Natural language region descriptions:
━━━━━━━━

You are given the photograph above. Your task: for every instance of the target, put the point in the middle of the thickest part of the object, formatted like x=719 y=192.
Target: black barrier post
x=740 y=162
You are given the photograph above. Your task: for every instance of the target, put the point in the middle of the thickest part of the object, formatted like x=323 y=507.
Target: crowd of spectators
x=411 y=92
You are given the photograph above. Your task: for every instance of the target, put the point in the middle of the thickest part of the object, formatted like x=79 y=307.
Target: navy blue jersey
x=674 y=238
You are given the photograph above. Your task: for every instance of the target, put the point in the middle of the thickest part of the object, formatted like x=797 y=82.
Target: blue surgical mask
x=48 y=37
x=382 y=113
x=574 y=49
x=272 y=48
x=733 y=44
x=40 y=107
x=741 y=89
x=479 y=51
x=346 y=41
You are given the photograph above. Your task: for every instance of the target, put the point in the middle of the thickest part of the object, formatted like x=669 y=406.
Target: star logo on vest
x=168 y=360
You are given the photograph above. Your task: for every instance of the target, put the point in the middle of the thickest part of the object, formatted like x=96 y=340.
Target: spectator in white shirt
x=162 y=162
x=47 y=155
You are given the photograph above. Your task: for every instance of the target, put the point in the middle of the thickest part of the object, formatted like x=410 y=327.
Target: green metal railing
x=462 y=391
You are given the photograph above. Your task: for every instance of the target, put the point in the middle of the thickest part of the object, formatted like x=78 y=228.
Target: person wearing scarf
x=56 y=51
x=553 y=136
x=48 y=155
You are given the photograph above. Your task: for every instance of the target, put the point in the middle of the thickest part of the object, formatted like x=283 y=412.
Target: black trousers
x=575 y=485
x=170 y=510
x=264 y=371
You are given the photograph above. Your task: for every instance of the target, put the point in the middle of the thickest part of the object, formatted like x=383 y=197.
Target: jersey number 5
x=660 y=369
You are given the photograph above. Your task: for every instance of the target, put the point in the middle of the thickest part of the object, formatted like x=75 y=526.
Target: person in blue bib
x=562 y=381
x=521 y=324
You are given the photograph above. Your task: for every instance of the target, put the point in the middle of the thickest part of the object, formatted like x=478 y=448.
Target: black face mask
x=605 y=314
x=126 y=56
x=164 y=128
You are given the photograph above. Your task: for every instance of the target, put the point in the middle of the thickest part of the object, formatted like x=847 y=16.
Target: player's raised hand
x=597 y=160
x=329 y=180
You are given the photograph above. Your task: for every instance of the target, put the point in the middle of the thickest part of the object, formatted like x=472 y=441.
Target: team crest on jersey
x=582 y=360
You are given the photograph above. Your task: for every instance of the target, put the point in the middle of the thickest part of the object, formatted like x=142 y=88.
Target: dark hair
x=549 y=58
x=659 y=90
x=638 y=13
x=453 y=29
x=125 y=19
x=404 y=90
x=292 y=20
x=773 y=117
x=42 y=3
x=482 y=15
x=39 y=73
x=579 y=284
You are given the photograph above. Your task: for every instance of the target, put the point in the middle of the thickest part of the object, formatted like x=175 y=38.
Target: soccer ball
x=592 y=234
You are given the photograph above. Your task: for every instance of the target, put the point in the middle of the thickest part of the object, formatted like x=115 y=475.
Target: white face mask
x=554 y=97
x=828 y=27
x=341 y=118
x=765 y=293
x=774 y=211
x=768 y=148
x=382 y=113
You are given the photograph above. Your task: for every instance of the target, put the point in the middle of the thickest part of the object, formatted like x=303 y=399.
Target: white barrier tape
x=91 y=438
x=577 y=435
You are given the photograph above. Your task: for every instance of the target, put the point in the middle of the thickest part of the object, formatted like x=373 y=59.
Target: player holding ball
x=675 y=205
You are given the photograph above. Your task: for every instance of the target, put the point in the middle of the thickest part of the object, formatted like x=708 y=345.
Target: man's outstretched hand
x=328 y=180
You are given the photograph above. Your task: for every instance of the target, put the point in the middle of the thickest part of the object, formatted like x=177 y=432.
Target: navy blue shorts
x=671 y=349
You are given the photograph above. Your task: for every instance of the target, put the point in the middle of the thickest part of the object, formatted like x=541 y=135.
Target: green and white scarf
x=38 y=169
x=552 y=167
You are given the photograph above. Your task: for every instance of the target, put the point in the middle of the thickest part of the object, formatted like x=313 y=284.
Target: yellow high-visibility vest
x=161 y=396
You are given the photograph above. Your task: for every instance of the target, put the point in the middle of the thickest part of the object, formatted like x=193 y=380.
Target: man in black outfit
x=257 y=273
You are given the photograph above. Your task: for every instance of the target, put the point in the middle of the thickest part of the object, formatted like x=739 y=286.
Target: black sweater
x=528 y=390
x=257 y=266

━━━━━━━━

• What to produce
Each entry shown above is to be duplicated exactly.

• Solution below
You are given the photograph above. Your task: for every instance of the target, put the point in the middle of the thickest part of the object, formatted like x=719 y=192.
Target: black barrier post
x=740 y=162
You are given the photograph above. Your task: for every instance of the target, put the point in the middle of the thickest part of the object, formatted like x=323 y=507.
Target: crowd of spectators
x=411 y=92
You are given the photograph above. Your task: for every instance of the target, put the point in the middle of the thickest part of the object, formatted like x=79 y=307.
Target: navy blue jersey
x=674 y=238
You are given the photograph above. Your task: for every instance of the target, put the point in the middle of the thickest part of the object, formatted like x=797 y=82.
Target: blue surgical mask
x=48 y=37
x=382 y=113
x=574 y=49
x=272 y=48
x=733 y=44
x=40 y=107
x=741 y=89
x=479 y=51
x=346 y=41
You are given the photograph above. Your task: for every instance of the target, put the point in the middle of the thickest part of the object, formatted like x=669 y=406.
Target: star logo on vest
x=168 y=360
You are given the photograph above. Your task: for every instance of the target, put the point in the middle of the thickest part of the object, formatted like x=96 y=340.
Target: spectator in white shirt
x=162 y=162
x=47 y=155
You are given the photograph above. Your task: for every instance of the target, put the point in the middle of the thickest part of the object, formatted like x=410 y=327.
Target: green metal railing
x=462 y=391
You are given the photograph above. Your task: for every instance of the target, put the point in the middle of the thickest part of the object, formatted like x=78 y=228.
Target: person wearing scarf
x=56 y=51
x=553 y=136
x=48 y=155
You are given the photograph above. Your task: for every instance of the target, put the point in the middle of the thickest part of the object, formatted like x=283 y=412.
Target: black trousers
x=575 y=485
x=170 y=510
x=264 y=371
You are given the photograph above. Your task: for every instance of the target, put the point in the middle of the thickest part of the object, formatted like x=383 y=197.
Target: jersey number 5
x=660 y=369
You are given the photograph above. Your task: for every instance of the target, put the point in the middle of the thickest part of the object, formatted like x=75 y=526.
Target: person in blue bib
x=562 y=381
x=521 y=324
You are given the photograph above. Your task: for every instance of the target, put the point in the middle of the thickest part of the object, formatted like x=478 y=448.
Target: black face mask
x=605 y=314
x=126 y=56
x=164 y=128
You are given the photograph above. Your task: for every instance of the target, put the point in the middle of the thickest part of the object, formatted like x=847 y=16.
Target: player's raised hand
x=597 y=160
x=329 y=180
You are given the photograph above. Your task: for every instance of the target, put the point in the middle of the thickest part of the object, formatted like x=472 y=441.
Target: team crest on jersey
x=582 y=360
You are given the photograph above. Your task: for every instance of the target, put the point in the middle of the thickest part of the object, formatted like x=142 y=88.
Target: dark hair
x=549 y=58
x=659 y=90
x=638 y=13
x=453 y=29
x=125 y=19
x=404 y=90
x=292 y=20
x=773 y=117
x=42 y=3
x=482 y=15
x=39 y=73
x=579 y=284
You are given the photograph above. Your task: for every instance of the target, put the point in the middle of the thickest part of the object, formatted like x=175 y=38.
Target: soccer ball
x=592 y=234
You are given the photograph above. Your task: for every instance of the target, put the point in the middle of the thickest part of the object, formatted like x=115 y=475.
Target: white face mask
x=554 y=97
x=828 y=27
x=341 y=118
x=765 y=293
x=774 y=211
x=768 y=148
x=382 y=113
You are given the photograph above. Your task: for every instance of the target, put the point in the middle of the thickest part of the object, formatted like x=303 y=399.
Target: white barrier tape
x=91 y=438
x=577 y=435
You are given the photograph above. Your task: for every instance of the target, put the point in the middle of the thickest part of the object, formatted like x=373 y=59.
Target: player holding ball
x=675 y=205
You are given the photograph above. Your task: for every instance of the target, put the point in the middle of the thickest part of the object, formatted like x=708 y=345.
Target: man's outstretched hand
x=328 y=180
You are given the photograph above. Your task: for every instance of the target, put the point in the middle of the thickest part of the object, formatted like x=177 y=432.
Target: navy blue shorts
x=671 y=349
You are given the photograph above. Your task: for every instance of the target, put the point in the middle of the thickest part of the object, formatted like x=541 y=135.
Target: green and white scarf
x=38 y=169
x=552 y=167
You are given the photograph above. Your task: for every instance of the target, put the point in the middle of the thickest part of the object, formatted like x=313 y=284.
Target: yellow high-visibility vest
x=161 y=396
You are given the photograph above. Your task: for every instance of the target, put the point in the middle of the thickest part of the object, formatted like x=193 y=380.
Target: man in black outfit
x=257 y=273
You are given the photograph above. Your task: for every instance of the target, put the point in the middle of the thickest part of the object, formatted like x=739 y=286.
Target: black sweater
x=528 y=390
x=257 y=266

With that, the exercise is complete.